# Written exercise A
In the essay about the father and his 3-year-old son, what does the son say when his father tells him the world is in trouble?
# Written exercise B
Carry on the essay about the father and his 3-year-old superhero son from the point where it stops.

# Page text
-- START --
My 3-year-old boy came to me and asked why I looked sad. It was just after 5 p.m., and I was staring blankly at the television while a news program delivered yet another dismal offering in the long string of bad news we've all been watching lately.
"The world is in trouble," I said.
"You can save it, Daddy!" he replied.
"No, I'm getting too old to fix what's wrong on our planet," I explained to him, and I paused, "But you aren't. You can be my superhero! You can save the planet!"
"Yeah!" he cheered.
My son smiled a beaming smile and gave me a big hug. He then proceeded to leap around the room demonstrating his superhero prowess while planning his world rescue operation. If confidence and energy are among the qualifications for a superhero, my boy is on his way.
As he attempted to fly around the room, I reminded my son that while all superheroes have a special power, not all of them can fly. He stopped leaping and for a moment looked almost glum. Then I suggested that his special power might be something else, like his ability to think, but that it might take a lot of hard work to make that a super ability.
"No, I want to fly!" he said, leaping off in yet another direction.
I smiled and shook my head as he bounded away. My son will one day set aside his notions of unassisted flight, but the truth of the matter is that I don't know any better than he does how to save the planet, or what skills would best suit him in the effort.
-- END --
Pointing dataset excerpts
-- START --
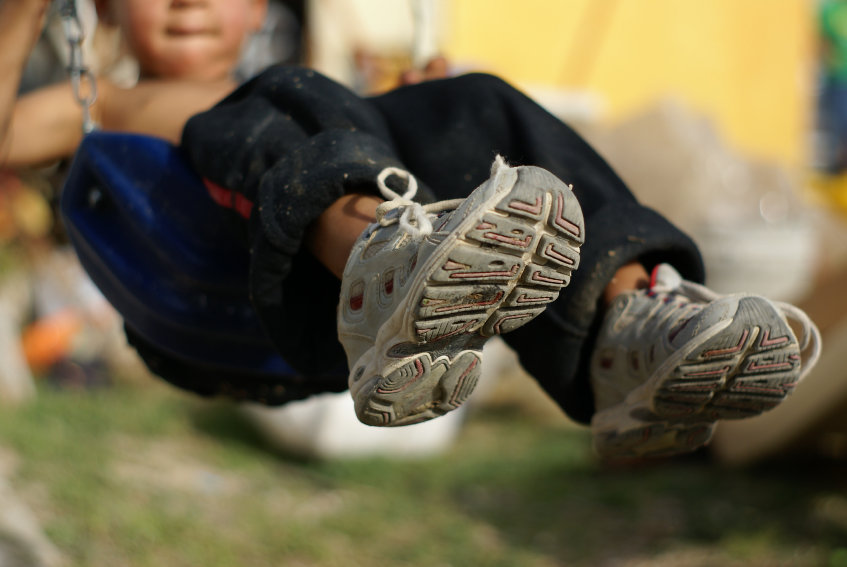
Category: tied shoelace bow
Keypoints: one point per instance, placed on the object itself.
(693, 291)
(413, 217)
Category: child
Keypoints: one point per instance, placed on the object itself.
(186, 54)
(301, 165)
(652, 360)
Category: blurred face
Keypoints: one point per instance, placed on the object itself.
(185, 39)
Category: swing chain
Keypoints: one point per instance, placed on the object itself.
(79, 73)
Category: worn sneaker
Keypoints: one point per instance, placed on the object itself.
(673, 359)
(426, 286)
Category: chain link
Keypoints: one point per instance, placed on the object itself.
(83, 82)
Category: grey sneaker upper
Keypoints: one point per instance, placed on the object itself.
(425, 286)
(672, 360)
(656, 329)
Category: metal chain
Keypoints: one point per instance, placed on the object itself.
-- END --
# Expected output A
He says, "You can save it, Daddy!"

# Expected output B
Luckily, kids have a tendency to create their own strong suits.
I was surprised the other day to watch my boy playing a pirate game on the computer. He was pausing after each move and assessing the moves of the pirate ships coming towards him, and he was adjusting his strategy as the opposing pirates moved about.
A 3-year-old who understands strategy? Perhaps he would like a cape with his superhero outfit!
We've come to a point in our history when we need to impress upon our children the need for heroic action, and I am serious when I tell my son that he can save the planet. I don't know that he will, of course, but I know he'll never try if he doesn't think it's possible.
If our planet is to be saved, its saviors are likely to be among today's children. Obviously, there is no way to know which of our children may grow up to save the planet, or in what way, but I do believe that the ones who try will be the ones who were raised to believe that they can succeed.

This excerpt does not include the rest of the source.